**Excerpt:**
This page was generated from examples/cfproto_cat_adult_ord.ipynb.
Counterfactual explanations with ordinally encoded categorical variables
This example notebook illustrates how to obtain counterfactual explanations for instances with a mixture of ordinally encoded categorical and numerical variables. A more elaborate notebook highlighting additional functionality can be found here. We generate counterfactuals for instances in the adult dataset where we predict whether a person’s income is above or below $50k.
Note
To enable support for CounterfactualProto, you may need to run
pip install alibi[tensorflow]
[1]:
import tensorflow as tf
tf.get_logger().setLevel(40) # suppress deprecation messages
tf.compat.v1.disable_v2_behavior() # disable TF2 behaviour as alibi code still relies on TF1 constructs
from tensorflow.keras.layers import Dense, Input, Embedding, Concatenate, Reshape, Dropout, Lambda
from tensorflow.keras.models import Model
from tensorflow.keras.utils import to_categorical
%matplotlib inline
import matplotlib
import matplotlib.pyplot as plt
import numpy as np
import os
from sklearn.preprocessing import OneHotEncoder
from time import time
from alibi.datasets import fetch_adult
from alibi.explainers import CounterfactualProto
print('TF version: ', tf.__version__)

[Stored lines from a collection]
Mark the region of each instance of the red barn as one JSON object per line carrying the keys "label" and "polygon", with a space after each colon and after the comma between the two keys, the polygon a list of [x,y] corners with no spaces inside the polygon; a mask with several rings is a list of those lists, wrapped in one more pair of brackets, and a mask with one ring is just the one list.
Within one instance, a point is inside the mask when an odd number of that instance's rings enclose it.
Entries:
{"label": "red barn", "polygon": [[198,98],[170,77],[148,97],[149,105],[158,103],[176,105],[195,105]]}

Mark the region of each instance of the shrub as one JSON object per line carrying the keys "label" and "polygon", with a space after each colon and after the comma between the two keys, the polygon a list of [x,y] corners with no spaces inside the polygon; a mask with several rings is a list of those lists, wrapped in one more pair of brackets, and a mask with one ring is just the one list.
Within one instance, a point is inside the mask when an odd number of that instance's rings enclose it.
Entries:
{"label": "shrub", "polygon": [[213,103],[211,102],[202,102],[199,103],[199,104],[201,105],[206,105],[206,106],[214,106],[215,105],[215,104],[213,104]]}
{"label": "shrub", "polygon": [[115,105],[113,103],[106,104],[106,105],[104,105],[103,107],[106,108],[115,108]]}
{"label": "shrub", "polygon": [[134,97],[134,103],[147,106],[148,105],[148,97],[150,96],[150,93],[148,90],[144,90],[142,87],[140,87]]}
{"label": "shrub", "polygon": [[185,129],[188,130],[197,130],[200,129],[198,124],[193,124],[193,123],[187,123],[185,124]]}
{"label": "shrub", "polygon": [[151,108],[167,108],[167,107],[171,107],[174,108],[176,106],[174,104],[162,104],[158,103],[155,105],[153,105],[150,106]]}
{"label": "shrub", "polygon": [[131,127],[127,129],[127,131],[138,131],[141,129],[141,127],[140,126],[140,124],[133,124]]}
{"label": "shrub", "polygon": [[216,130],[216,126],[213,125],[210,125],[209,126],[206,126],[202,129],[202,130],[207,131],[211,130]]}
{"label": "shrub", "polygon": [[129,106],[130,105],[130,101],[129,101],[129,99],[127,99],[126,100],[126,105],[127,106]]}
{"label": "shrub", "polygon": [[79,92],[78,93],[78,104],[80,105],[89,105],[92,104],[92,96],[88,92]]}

**Exercise brief:** Quote the counterfactual explanations page word for word, starting at "This page was" and ending at "or below $50k.".

**Result of this task:**
This page was generated from examples/cfproto_cat_adult_ord.ipynb.
Counterfactual explanations with ordinally encoded categorical variables
This example notebook illustrates how to obtain counterfactual explanations for instances with a mixture of ordinally encoded categorical and numerical variables. A more elaborate notebook highlighting additional functionality can be found here. We generate counterfactuals for instances in the adult dataset where we predict whether a person’s income is above or below $50k.